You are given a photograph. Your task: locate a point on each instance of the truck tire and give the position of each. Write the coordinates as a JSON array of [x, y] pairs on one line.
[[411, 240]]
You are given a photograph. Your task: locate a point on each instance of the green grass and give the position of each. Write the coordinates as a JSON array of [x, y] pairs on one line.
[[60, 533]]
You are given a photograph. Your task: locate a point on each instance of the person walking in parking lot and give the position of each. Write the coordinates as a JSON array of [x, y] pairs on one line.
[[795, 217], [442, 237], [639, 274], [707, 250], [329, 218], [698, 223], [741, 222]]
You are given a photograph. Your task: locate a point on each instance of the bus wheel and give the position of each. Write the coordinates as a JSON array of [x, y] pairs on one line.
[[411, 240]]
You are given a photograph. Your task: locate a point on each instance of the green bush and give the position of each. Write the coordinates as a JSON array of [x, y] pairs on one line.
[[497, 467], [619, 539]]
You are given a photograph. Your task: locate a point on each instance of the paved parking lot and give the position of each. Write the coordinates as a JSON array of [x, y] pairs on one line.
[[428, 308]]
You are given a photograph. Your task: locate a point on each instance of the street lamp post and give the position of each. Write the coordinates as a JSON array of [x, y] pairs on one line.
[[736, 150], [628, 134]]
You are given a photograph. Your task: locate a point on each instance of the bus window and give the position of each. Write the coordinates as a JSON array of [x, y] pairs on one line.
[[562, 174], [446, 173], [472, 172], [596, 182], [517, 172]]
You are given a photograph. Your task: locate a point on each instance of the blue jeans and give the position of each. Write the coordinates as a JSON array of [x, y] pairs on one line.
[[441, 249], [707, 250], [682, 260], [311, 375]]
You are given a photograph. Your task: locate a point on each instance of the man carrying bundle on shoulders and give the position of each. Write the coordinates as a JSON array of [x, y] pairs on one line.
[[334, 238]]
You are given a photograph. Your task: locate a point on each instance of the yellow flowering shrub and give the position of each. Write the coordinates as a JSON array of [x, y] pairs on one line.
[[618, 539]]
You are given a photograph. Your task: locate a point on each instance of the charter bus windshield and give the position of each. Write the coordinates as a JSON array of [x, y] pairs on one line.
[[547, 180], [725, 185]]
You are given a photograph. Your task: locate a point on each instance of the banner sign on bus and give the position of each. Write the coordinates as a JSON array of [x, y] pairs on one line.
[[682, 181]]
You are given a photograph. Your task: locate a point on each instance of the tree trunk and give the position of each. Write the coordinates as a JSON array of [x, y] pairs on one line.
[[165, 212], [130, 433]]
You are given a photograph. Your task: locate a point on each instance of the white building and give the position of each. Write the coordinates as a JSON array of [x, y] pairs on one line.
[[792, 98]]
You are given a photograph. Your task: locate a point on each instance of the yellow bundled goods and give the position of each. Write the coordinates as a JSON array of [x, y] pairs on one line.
• • • • • • •
● **作業内容**: 上の行のうち、「of the white」を含む行から末尾の行までを、両端を含めて一字一句変えずに複製してください。

● **完了した作業**:
You are given a photograph. Your task: locate a point on each instance of the white building and give the position of each. Write the coordinates as a JSON array of [x, y] pairs on one line.
[[792, 98]]
You are given a photograph. Your task: locate a point on each instance of the yellow bundled goods and give the position of each. Write the coordinates as a JSON array of [x, y] pairs on one line.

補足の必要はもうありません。